Written instruction. Output every record word for word.
--- Data in this exercise ---
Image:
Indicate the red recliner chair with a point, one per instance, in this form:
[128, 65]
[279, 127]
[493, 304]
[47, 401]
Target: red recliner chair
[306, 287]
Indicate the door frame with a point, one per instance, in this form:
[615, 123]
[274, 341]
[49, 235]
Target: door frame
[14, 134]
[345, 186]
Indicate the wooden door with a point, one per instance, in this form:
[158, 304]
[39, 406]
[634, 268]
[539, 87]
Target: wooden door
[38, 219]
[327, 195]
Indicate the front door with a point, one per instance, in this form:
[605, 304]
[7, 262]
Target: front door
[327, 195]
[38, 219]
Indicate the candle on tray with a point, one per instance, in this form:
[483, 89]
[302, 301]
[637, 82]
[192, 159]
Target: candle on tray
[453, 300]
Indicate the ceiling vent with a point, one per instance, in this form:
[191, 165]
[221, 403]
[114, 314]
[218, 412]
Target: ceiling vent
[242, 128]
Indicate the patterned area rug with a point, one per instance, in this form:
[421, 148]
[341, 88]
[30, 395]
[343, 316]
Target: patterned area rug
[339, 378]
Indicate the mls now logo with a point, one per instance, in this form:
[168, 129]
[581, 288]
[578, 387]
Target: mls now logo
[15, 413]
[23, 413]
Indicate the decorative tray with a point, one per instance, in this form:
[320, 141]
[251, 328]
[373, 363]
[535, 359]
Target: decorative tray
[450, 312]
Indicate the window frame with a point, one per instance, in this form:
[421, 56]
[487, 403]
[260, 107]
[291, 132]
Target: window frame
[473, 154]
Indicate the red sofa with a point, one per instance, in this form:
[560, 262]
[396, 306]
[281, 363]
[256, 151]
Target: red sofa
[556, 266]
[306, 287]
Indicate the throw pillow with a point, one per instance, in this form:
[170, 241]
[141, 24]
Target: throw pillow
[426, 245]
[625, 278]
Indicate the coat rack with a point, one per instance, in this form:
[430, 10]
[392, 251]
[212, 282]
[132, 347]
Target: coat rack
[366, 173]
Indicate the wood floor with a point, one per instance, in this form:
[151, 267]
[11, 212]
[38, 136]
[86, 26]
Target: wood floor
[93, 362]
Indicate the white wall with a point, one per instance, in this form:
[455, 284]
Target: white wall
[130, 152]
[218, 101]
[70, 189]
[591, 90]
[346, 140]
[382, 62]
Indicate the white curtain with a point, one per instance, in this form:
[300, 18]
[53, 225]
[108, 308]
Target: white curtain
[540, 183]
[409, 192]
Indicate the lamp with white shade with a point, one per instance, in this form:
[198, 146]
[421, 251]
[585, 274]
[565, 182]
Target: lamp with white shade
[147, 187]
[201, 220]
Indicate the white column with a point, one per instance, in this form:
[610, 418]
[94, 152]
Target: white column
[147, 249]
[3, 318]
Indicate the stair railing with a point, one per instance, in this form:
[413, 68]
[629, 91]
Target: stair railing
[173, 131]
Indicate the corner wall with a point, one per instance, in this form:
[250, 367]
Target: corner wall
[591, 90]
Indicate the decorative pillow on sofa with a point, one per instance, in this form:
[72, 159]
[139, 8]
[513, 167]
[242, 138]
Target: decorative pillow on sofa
---
Result for this exercise.
Image:
Indicate the red recliner chair with a point, one per instance, in this form:
[128, 65]
[279, 127]
[493, 304]
[47, 401]
Target: red recliner chair
[306, 287]
Indicate the door frame with a point, one per instance, in this form:
[615, 123]
[274, 341]
[49, 235]
Target: door frame
[14, 134]
[345, 186]
Indicate the wooden door with a point, one per instance, in this form:
[158, 304]
[39, 406]
[634, 268]
[539, 87]
Target: wooden door
[38, 219]
[327, 195]
Indicate the front door with a point, one per instance, in this form:
[605, 304]
[7, 262]
Target: front door
[327, 195]
[38, 219]
Indicate the candle on tray with a point, one per instance, in this form:
[483, 89]
[302, 301]
[637, 82]
[192, 159]
Target: candle on tray
[453, 300]
Indicate the ceiling vent with a point, one per instance, in this form:
[191, 165]
[221, 403]
[114, 314]
[218, 412]
Target: ceiling vent
[242, 128]
Indicate the patterned area rug with a point, one per instance, in this form:
[421, 148]
[341, 88]
[30, 395]
[343, 316]
Target: patterned area rug
[339, 378]
Indicate the mls now logo with a point, one per instance, in this form:
[168, 129]
[581, 288]
[578, 387]
Target: mls now logo
[15, 413]
[23, 413]
Indicate the decorative tray with a point, one per instance, in this form:
[320, 141]
[251, 328]
[373, 363]
[535, 359]
Target: decorative tray
[450, 312]
Indicate the window frame with a point, one per instance, in this form:
[421, 56]
[487, 403]
[260, 107]
[291, 132]
Target: window frame
[473, 154]
Indicate the red sofa with a point, one per instance, in this form:
[560, 262]
[396, 306]
[281, 363]
[256, 151]
Target: red sofa
[556, 266]
[306, 287]
Indicate the throw pillow with a point, one per instance, in this form:
[170, 241]
[141, 24]
Target: throw pillow
[426, 245]
[625, 278]
Indicate the coat rack with a point, one per instance, in this form:
[430, 10]
[392, 251]
[212, 282]
[132, 347]
Target: coat rack
[366, 173]
Indicate the wood floor with a point, one per instance, in this form:
[151, 267]
[11, 212]
[38, 136]
[86, 26]
Target: wood floor
[93, 362]
Indicate the white wall with a point, one per instance, in this form:
[455, 284]
Target: white wall
[130, 152]
[218, 101]
[70, 189]
[591, 90]
[346, 140]
[382, 62]
Indicate the white curtain with a point, one per instance, in this form:
[300, 18]
[53, 225]
[108, 308]
Target: white curtain
[540, 183]
[409, 192]
Indicate the lamp with white shade with a point, one per instance, in this form:
[198, 146]
[421, 251]
[585, 274]
[565, 182]
Target: lamp with white shade
[147, 187]
[201, 220]
Indicate the white column with a point, one per instance, in this form:
[610, 418]
[94, 152]
Target: white column
[147, 249]
[3, 318]
Indicate the stair railing with a point, one per instance, in this form:
[413, 68]
[629, 91]
Target: stair railing
[173, 131]
Indicate the corner wall with a point, one per instance, in this form:
[250, 367]
Target: corner wall
[591, 90]
Indicate the decorative pillow on sofa with a point, one per instance, in this form:
[72, 159]
[139, 8]
[513, 167]
[242, 138]
Target: decorative pillow on sofa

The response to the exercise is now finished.